---------- Supplied material
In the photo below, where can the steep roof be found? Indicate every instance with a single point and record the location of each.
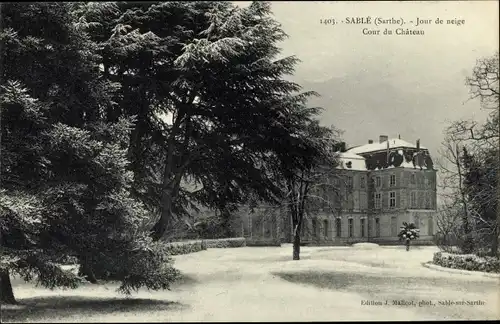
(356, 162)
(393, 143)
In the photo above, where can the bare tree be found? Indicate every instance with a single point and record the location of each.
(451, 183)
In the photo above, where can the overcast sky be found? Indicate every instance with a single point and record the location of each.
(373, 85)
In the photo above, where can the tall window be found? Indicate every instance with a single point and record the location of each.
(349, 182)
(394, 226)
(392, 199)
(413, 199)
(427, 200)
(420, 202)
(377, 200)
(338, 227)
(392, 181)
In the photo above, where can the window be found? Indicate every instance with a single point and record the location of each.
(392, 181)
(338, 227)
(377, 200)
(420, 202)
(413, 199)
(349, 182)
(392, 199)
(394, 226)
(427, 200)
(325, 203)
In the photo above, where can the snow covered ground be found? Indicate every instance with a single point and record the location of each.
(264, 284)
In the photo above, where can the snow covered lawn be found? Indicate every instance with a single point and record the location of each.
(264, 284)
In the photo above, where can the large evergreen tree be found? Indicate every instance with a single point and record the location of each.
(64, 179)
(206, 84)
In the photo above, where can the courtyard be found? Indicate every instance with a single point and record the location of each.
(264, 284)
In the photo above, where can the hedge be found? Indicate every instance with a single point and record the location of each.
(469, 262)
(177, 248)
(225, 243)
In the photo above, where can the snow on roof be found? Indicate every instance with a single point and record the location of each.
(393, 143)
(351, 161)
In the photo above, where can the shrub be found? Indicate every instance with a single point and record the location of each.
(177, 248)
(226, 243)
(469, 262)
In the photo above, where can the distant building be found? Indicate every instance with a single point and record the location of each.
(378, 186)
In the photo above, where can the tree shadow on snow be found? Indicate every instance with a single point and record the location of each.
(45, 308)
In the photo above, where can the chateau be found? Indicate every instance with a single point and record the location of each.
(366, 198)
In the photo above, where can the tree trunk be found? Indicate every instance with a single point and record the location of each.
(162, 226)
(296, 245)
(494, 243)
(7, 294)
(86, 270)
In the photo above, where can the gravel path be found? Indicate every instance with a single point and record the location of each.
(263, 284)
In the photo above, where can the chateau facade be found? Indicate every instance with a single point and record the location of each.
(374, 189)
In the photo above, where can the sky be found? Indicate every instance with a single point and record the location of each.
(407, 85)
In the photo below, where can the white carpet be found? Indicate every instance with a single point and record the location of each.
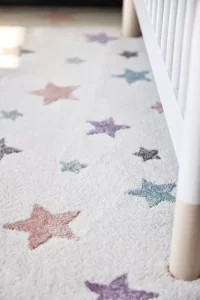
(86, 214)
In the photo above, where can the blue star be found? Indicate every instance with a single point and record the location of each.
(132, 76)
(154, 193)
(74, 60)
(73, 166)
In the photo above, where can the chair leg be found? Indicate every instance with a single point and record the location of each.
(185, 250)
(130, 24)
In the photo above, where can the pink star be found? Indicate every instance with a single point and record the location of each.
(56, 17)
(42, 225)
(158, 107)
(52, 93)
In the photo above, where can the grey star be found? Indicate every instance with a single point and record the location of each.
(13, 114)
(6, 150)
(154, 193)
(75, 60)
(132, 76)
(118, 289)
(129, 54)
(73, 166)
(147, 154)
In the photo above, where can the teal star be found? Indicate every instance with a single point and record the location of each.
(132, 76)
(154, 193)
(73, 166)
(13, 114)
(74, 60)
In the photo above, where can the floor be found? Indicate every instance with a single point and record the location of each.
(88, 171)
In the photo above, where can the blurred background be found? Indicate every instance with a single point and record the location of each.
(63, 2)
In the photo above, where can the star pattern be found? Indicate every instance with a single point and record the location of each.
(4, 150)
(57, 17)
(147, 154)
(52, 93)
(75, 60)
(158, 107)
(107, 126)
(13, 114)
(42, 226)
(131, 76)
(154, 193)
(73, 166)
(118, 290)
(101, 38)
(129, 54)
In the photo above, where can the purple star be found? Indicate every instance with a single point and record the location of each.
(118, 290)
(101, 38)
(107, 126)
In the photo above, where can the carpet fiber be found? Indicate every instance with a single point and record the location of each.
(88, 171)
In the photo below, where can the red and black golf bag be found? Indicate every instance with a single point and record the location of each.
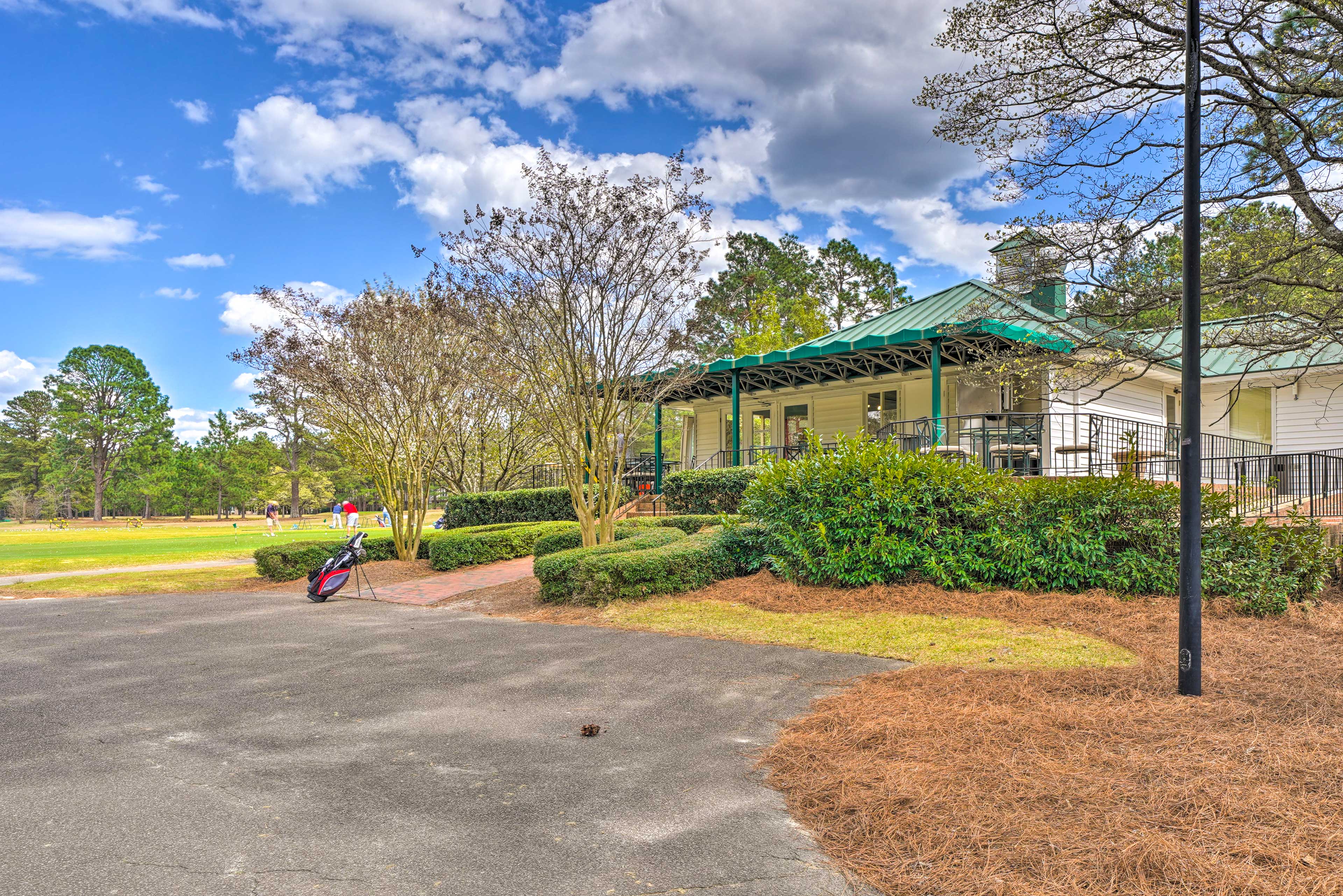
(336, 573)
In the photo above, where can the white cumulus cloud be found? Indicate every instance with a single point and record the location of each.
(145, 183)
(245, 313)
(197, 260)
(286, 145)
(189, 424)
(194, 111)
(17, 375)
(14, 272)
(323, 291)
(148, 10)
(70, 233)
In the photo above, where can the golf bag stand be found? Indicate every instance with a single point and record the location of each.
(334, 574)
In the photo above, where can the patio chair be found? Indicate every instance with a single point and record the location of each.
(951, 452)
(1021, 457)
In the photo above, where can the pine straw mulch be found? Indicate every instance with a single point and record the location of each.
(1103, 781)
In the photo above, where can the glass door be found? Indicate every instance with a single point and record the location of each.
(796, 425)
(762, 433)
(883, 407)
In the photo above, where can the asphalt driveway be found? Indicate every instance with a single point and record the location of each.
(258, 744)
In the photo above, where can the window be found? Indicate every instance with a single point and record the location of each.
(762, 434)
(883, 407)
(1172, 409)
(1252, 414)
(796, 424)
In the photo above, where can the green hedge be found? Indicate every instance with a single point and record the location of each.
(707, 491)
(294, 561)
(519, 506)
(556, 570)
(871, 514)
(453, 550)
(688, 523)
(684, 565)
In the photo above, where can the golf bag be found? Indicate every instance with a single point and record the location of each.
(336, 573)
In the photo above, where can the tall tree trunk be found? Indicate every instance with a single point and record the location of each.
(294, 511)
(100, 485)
--------------------
---------- Supplied material
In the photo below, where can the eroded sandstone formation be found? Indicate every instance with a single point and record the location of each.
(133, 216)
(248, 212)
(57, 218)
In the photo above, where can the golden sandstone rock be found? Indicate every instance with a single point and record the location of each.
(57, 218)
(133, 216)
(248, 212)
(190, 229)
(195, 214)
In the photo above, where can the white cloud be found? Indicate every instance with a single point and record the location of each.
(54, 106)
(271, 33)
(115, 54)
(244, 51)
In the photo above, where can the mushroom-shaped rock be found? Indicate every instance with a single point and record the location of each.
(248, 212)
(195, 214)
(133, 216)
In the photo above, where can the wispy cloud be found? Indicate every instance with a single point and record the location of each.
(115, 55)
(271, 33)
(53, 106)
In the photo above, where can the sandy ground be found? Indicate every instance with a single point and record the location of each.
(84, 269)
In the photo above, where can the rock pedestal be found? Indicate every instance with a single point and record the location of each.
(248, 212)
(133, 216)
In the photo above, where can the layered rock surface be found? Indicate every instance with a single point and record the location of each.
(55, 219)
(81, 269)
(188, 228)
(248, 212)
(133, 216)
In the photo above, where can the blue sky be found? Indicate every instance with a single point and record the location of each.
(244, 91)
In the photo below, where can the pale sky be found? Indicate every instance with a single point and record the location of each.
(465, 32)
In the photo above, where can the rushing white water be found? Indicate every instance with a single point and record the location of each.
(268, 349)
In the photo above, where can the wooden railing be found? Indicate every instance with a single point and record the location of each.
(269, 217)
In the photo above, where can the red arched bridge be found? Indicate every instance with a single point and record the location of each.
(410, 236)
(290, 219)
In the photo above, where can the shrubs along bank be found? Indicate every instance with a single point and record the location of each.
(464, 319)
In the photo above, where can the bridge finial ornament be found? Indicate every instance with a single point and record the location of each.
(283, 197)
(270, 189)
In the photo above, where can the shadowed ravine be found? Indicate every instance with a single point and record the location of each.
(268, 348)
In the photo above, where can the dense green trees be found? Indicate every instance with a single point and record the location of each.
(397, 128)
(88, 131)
--------------------
### What is required
Gather each line in the rows above that contains the word "bridge", copying the lines one after another.

### Worked answer
In the photo above, where can the red arched bridge be found? Indicate every instance with a single point and record the location of each.
In the photo above, where can the bridge finial ornament be found? Indicate every instance with a single point and record the location of each.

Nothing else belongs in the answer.